*AVAILABLE DATA:*
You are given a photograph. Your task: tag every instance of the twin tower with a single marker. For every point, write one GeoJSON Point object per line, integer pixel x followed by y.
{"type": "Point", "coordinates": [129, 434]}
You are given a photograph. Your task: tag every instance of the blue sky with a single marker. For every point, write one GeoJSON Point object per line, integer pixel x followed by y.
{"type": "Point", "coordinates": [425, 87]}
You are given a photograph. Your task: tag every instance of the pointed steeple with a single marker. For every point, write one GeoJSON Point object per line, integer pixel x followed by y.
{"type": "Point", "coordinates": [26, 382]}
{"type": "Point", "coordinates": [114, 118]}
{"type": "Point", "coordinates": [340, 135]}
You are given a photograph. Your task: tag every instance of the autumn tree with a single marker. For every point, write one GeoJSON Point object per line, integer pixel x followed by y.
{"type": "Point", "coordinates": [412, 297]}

*TASK STATEMENT:* Reproduce all of the data above verbatim, line for line.

*CORRECT ANSWER:*
You are given a photograph. Your task: tag every instance of the twin tower with a single marker. For every point, write one GeoJSON Point object per line, integer pixel x followed by y.
{"type": "Point", "coordinates": [129, 434]}
You are given a photograph. Your task: tag every instance of the blue sky with a single marker. For every point, write one GeoJSON Point object per line, integer pixel x followed by y.
{"type": "Point", "coordinates": [425, 87]}
You are given a photograph. Your task: tag every instance of the pointed steeple with a single marker. For every point, write one GeoJSON Point object per line, integer pixel x followed by y.
{"type": "Point", "coordinates": [26, 382]}
{"type": "Point", "coordinates": [114, 118]}
{"type": "Point", "coordinates": [340, 135]}
You are given a photograph. Your task: tag every instance of the autumn tree with a single marker. For every point, write one GeoJSON Point object per line, integer pixel x followed by y.
{"type": "Point", "coordinates": [412, 297]}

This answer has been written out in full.